Please reproduce the entire listing, character for character.
:: Records supplied ::
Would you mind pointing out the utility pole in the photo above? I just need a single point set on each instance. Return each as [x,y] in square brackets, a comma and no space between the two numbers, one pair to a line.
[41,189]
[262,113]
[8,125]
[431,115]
:::
§ **Problem solution**:
Would you mind pointing out the utility pole in the photo above? I just need a single point set on each instance. Return each as [x,y] in square brackets, a comma and no space between the two numbers, one pair to a line.
[41,189]
[262,113]
[8,125]
[431,115]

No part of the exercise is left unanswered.